Goal of the exercise:
Since only part of the material below is wanted, output exactly the lines from the one with "rough mask: <svg" up to and including the one with "positive clicks: (537, 552)".

Exercise inputs:
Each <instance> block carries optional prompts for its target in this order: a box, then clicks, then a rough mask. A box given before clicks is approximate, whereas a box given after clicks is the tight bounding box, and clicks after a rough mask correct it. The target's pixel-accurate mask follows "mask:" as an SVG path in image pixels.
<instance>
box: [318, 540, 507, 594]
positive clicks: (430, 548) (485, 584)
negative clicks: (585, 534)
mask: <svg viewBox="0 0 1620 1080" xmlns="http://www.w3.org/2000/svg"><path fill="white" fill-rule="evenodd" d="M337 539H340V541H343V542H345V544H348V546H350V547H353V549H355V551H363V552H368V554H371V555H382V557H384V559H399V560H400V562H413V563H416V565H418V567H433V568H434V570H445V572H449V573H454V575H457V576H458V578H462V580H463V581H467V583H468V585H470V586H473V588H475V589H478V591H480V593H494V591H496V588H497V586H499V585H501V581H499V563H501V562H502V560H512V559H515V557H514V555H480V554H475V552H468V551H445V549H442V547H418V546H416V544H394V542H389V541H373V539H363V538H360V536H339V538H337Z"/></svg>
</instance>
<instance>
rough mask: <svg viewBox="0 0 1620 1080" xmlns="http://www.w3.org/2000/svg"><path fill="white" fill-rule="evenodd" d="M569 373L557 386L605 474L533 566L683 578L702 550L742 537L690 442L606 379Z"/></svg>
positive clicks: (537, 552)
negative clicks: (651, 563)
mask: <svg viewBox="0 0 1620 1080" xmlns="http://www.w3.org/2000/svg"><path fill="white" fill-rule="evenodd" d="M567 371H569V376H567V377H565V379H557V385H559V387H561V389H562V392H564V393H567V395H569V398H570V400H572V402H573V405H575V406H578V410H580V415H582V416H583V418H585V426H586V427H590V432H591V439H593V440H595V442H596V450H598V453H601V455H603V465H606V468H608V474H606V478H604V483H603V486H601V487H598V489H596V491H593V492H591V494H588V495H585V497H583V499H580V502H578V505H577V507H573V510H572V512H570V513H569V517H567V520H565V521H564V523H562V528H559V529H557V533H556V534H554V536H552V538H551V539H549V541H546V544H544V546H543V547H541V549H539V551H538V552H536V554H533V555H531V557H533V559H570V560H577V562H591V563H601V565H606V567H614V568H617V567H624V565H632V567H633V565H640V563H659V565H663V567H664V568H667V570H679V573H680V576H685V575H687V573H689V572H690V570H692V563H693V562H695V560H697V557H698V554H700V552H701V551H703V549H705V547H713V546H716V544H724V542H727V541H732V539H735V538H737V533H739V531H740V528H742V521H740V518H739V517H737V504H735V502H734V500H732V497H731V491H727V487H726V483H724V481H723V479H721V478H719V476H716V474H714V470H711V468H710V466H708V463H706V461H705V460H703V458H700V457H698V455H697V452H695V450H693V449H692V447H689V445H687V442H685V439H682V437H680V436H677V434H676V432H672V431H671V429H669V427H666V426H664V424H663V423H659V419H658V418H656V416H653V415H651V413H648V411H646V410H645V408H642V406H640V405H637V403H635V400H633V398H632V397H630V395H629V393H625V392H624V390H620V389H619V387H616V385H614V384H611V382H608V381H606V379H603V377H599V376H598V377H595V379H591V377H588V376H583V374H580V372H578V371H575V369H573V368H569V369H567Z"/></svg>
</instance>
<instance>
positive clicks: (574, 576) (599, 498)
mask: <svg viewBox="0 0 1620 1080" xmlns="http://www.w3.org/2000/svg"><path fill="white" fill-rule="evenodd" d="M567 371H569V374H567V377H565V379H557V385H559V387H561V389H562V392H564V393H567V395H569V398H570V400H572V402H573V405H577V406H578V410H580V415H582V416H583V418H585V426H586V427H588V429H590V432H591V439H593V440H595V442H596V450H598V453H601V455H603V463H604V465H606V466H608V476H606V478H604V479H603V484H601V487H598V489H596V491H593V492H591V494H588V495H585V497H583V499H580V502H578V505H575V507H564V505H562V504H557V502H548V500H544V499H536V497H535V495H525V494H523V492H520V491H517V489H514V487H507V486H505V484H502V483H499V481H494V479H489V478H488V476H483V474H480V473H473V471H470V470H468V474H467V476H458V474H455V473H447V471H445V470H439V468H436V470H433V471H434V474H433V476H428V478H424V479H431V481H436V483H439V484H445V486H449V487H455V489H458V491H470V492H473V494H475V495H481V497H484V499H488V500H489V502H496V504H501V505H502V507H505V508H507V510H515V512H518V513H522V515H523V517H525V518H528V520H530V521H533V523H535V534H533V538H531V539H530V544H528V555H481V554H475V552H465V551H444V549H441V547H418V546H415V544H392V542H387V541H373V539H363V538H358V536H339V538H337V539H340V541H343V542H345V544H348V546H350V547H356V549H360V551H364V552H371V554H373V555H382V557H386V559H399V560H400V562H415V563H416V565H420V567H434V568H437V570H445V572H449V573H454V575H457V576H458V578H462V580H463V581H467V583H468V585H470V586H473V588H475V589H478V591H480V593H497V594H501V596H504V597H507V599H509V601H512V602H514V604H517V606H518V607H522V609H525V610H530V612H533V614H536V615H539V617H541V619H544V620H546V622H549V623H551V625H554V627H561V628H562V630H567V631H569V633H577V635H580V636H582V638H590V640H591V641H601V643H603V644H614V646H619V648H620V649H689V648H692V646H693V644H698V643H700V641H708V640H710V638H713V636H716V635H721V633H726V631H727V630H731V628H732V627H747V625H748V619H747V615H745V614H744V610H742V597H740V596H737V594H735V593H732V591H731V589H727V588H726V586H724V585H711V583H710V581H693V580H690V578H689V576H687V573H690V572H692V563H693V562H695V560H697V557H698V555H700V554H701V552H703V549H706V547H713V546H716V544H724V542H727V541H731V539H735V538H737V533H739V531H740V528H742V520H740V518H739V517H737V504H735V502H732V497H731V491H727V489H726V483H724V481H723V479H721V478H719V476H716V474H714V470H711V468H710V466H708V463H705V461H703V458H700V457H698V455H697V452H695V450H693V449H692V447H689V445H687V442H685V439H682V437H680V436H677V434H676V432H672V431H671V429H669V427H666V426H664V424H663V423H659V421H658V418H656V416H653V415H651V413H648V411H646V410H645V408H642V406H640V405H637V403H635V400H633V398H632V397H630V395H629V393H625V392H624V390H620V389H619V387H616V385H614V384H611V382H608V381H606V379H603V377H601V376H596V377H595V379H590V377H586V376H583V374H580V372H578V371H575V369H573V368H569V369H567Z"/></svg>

Answer:
rough mask: <svg viewBox="0 0 1620 1080" xmlns="http://www.w3.org/2000/svg"><path fill="white" fill-rule="evenodd" d="M569 373L557 386L605 474L533 566L683 578L702 550L742 537L690 442L606 379Z"/></svg>
positive clicks: (537, 552)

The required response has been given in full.